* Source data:
++++++++

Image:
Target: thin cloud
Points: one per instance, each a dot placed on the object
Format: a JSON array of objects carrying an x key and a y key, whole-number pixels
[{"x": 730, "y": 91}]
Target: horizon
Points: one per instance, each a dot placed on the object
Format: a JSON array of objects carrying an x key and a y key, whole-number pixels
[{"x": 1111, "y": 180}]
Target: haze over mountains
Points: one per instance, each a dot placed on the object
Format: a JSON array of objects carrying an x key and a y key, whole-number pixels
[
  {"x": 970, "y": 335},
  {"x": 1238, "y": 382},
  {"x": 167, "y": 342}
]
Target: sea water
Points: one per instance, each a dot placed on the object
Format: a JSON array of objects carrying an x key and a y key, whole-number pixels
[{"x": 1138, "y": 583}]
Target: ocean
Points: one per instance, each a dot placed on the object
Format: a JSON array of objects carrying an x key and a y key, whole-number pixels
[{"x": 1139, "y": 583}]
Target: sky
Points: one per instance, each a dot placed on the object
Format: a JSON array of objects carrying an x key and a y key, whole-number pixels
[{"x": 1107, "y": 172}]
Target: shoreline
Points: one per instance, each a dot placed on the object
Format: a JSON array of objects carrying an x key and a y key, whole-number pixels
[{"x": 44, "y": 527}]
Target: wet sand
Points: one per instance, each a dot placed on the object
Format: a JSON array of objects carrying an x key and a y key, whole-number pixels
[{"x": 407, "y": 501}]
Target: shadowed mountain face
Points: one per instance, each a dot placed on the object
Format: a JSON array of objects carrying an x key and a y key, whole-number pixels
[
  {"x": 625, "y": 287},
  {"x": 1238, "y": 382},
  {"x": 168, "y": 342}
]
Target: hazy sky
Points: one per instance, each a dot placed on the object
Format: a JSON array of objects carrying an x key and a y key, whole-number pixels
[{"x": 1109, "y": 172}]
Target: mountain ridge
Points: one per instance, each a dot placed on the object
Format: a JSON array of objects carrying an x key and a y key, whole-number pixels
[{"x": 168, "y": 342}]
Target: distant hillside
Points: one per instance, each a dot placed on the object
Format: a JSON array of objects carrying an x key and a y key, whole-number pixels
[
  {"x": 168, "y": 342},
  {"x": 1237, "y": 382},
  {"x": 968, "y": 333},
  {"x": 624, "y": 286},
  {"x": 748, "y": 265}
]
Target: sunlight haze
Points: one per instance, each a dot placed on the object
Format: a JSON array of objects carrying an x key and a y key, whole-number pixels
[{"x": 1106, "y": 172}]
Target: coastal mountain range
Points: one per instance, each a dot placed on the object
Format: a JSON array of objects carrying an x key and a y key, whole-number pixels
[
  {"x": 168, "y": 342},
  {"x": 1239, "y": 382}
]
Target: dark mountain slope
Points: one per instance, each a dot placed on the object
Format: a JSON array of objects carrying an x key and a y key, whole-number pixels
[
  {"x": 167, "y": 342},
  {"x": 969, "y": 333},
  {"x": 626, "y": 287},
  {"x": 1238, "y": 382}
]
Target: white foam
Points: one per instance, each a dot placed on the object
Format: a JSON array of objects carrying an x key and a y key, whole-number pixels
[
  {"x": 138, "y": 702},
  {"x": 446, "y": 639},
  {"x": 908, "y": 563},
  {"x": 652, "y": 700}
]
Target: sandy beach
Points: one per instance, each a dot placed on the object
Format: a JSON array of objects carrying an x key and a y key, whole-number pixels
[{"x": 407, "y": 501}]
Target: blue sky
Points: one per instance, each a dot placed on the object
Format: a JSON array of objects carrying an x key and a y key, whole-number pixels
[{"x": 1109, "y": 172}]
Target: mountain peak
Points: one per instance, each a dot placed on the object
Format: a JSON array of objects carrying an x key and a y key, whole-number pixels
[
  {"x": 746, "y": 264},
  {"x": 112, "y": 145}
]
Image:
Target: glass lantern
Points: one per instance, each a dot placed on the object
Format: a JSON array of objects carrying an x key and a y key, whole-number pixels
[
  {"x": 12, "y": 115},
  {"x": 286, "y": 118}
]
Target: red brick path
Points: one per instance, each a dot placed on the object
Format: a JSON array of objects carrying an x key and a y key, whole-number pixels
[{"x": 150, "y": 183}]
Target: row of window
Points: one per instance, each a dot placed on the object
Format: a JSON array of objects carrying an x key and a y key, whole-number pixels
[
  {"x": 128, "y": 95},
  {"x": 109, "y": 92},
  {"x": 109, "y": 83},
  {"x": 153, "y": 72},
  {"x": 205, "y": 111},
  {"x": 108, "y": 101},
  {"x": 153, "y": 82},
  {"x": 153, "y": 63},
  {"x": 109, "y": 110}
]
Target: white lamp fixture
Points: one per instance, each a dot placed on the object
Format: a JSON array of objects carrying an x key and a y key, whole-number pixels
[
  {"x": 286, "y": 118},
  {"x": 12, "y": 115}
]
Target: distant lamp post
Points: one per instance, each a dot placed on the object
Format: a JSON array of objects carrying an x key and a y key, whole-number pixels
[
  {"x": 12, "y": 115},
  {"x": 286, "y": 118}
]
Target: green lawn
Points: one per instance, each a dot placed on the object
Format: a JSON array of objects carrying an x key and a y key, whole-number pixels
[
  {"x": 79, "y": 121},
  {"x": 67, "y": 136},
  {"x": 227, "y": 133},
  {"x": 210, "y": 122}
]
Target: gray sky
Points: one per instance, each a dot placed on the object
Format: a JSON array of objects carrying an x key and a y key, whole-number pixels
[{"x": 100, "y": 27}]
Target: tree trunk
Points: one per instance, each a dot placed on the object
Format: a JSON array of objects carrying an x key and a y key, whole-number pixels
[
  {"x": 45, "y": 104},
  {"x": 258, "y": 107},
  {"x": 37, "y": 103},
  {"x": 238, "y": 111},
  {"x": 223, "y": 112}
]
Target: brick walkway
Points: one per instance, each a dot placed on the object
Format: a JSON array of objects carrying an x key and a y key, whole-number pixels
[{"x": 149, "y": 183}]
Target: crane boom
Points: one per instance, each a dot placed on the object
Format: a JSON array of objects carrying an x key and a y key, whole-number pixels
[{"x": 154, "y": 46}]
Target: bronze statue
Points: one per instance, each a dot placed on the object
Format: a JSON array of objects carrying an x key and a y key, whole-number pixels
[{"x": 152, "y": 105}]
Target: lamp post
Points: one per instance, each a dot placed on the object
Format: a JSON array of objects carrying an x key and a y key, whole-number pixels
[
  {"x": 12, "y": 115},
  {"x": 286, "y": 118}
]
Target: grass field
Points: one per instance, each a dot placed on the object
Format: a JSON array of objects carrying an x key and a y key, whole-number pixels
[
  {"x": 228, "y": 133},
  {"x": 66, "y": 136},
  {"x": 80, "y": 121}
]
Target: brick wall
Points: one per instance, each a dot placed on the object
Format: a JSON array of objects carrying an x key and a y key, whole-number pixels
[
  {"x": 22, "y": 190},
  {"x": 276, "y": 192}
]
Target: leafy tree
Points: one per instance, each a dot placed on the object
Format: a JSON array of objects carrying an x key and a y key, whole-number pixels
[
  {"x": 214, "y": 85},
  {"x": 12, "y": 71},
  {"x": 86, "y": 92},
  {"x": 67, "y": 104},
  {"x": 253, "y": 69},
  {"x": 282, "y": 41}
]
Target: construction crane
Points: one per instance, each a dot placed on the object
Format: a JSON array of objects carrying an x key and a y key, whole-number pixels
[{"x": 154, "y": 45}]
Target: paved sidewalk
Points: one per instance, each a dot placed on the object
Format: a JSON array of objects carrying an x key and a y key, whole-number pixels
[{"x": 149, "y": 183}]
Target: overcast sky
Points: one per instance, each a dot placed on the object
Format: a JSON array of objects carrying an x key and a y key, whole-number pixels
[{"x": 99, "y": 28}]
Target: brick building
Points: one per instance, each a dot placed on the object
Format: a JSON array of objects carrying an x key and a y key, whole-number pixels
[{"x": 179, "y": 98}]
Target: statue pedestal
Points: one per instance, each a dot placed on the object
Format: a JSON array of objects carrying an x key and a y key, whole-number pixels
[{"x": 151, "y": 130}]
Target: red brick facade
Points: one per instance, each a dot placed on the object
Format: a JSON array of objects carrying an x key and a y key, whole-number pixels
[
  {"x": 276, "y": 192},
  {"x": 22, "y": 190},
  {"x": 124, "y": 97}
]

++++++++

* The exercise: Swap "whole-number pixels" for "integer pixel values" in the lines starting at the one that contains "Target: statue pedestal" and ending at the last line of the records, and give back only those lines with nothing else altered.

* Correct result:
Target: statue pedestal
Points: one per instance, each a dot placed on the object
Format: a JSON array of objects carrying an x key and a y key, integer pixel values
[{"x": 151, "y": 130}]
Target: red brick facade
Points: one per instance, each a dot placed on the object
Format: a JSON array of objects carrying an x key and a y key, integer pixel values
[
  {"x": 276, "y": 192},
  {"x": 22, "y": 190},
  {"x": 124, "y": 97}
]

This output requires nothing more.